■ DATA FOR PROCESSING
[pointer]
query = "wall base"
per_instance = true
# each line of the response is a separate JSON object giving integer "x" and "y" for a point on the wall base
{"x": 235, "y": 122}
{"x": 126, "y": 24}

■ EXERCISE
Shift every x and y coordinate in the answers of these entries up by 69, and write all the lines out again, requests included.

■ EXPECTED ANSWER
[pointer]
query = "wall base"
per_instance = true
# each line of the response is a separate JSON object giving integer "x" and "y" for a point on the wall base
{"x": 304, "y": 191}
{"x": 195, "y": 93}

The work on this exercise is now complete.